Work order: Everything from the line that holds "Mark one point on each instance of the white desk" to the end of the entries below should be printed again, word for word, and nothing more.

Material to process:
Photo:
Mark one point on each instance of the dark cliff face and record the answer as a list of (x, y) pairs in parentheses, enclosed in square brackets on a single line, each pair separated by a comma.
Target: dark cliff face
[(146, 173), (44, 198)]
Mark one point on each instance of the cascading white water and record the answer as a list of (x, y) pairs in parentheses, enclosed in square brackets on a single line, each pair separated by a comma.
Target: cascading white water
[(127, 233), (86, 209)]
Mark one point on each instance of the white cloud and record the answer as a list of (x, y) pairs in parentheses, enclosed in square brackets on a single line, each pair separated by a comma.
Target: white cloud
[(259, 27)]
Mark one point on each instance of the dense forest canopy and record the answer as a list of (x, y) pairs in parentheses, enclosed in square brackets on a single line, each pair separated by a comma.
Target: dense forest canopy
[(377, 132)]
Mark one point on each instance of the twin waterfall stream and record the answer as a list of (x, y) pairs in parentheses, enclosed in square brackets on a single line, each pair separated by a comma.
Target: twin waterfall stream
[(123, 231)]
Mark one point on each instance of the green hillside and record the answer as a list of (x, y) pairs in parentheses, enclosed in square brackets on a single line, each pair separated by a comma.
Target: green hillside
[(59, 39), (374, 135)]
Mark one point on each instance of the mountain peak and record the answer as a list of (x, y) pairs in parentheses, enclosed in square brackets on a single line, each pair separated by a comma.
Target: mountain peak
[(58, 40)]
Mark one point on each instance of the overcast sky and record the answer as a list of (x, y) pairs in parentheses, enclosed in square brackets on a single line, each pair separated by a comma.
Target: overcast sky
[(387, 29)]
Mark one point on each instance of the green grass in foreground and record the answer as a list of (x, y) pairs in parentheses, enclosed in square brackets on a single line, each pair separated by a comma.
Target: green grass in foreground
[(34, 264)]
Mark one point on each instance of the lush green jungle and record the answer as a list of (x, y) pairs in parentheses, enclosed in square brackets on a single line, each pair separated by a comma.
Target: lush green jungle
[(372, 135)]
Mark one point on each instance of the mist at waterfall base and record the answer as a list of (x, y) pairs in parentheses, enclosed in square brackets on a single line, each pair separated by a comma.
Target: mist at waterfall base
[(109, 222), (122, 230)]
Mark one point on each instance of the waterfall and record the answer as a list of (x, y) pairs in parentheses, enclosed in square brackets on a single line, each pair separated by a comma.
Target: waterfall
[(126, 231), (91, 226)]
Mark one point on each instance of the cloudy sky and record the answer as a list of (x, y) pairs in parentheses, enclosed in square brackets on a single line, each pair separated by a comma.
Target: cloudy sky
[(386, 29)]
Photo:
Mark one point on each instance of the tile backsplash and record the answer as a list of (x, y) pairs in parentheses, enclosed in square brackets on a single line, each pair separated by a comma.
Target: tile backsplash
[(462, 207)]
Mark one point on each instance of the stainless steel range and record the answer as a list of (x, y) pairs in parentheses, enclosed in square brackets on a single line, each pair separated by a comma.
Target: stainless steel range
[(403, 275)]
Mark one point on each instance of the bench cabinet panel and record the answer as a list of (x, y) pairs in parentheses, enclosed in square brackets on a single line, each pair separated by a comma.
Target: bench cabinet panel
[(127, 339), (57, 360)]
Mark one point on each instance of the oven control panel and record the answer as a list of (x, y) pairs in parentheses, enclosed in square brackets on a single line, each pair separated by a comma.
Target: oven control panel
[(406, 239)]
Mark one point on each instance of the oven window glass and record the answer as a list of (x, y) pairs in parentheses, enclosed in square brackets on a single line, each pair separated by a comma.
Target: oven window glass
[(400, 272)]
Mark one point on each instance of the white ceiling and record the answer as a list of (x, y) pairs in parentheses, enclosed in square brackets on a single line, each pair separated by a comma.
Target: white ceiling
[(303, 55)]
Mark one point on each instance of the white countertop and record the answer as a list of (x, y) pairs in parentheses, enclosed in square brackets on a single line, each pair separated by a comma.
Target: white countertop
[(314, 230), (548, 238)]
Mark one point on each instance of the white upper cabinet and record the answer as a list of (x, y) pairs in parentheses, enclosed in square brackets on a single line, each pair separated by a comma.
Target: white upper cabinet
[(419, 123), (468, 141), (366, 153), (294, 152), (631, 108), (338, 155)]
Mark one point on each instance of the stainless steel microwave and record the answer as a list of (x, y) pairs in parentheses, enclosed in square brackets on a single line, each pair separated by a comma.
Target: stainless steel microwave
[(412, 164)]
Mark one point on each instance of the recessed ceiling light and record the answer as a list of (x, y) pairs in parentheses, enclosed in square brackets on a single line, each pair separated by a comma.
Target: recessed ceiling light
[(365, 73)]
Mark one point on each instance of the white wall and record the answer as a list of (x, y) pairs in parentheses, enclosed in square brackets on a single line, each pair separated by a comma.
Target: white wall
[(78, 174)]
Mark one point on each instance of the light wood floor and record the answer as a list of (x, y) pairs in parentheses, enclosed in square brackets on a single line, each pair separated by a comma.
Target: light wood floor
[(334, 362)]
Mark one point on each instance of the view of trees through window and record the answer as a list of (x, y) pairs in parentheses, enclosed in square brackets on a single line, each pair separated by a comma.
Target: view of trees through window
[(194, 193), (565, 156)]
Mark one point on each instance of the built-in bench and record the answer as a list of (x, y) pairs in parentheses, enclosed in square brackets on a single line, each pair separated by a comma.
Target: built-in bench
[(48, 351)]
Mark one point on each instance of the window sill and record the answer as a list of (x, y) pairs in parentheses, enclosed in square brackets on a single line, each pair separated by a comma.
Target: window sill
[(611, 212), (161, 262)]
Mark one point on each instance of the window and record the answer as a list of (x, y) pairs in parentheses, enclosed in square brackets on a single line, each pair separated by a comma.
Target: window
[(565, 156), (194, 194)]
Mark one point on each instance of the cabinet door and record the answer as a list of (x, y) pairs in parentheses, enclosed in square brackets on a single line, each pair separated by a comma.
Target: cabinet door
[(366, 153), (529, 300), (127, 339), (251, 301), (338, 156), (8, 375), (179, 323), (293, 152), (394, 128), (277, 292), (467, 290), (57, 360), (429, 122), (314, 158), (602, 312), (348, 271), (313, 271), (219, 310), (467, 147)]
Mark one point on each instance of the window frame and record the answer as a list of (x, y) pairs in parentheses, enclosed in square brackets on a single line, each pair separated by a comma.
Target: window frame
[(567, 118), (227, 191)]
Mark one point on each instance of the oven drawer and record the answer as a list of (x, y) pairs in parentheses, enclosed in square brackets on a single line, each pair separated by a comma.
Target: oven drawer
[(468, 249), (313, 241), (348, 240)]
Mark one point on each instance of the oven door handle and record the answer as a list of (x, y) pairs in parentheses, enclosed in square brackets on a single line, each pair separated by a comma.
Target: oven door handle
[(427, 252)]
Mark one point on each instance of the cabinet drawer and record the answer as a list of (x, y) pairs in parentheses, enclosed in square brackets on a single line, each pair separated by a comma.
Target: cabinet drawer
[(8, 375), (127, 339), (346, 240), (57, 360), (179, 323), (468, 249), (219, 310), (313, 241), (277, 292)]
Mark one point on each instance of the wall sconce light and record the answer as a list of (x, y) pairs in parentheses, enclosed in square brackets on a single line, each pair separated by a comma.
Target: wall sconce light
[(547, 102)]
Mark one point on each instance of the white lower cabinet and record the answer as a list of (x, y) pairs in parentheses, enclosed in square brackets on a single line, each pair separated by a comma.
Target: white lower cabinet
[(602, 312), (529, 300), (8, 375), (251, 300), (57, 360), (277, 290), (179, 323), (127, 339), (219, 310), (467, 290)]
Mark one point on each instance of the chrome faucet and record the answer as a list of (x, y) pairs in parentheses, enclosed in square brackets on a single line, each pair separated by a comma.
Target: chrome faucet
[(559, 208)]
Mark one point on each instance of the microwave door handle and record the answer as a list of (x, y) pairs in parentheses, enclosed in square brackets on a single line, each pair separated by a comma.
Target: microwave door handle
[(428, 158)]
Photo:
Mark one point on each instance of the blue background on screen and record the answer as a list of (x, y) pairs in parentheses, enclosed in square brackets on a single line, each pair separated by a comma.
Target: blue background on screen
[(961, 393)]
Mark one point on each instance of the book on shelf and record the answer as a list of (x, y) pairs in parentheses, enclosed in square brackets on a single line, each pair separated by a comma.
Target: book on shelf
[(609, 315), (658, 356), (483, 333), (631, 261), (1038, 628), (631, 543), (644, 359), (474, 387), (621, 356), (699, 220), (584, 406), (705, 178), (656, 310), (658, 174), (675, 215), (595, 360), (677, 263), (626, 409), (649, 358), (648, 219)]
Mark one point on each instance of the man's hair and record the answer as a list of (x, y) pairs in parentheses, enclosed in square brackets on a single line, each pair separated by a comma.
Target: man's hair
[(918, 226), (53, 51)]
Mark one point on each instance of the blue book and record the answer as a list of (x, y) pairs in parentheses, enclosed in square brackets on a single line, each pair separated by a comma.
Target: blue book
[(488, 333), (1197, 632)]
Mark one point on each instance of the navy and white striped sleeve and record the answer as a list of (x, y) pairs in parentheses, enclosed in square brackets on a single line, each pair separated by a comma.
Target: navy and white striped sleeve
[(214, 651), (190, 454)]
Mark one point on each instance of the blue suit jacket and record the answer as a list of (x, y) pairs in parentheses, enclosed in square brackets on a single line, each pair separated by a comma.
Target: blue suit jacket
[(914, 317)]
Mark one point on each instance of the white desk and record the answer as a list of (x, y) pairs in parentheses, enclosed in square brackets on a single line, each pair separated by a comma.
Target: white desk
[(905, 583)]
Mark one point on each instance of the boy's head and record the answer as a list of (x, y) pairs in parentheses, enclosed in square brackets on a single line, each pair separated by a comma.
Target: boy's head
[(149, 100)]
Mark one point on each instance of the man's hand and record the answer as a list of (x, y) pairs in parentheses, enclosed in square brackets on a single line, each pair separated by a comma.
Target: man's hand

Task output:
Mark one point on each instance of the white desk and record the answer as a list of (x, y) pairs in parentheses, enclosed in square brackets on a single line, each pair separated by a comma.
Target: white desk
[(905, 583)]
Mark one point on each instance of the boy's head and record the answer as a list of (x, y) pairs in parentheses, enclosed in square brackets on a single line, each pair separated by a comma.
Target: boy's head
[(149, 100)]
Mark one point on each instance of the man's hand and record the answer as a list of (x, y) pairs in parentheses, enclosed in square brackets on a single line, each pair separated by a comma.
Target: man's hand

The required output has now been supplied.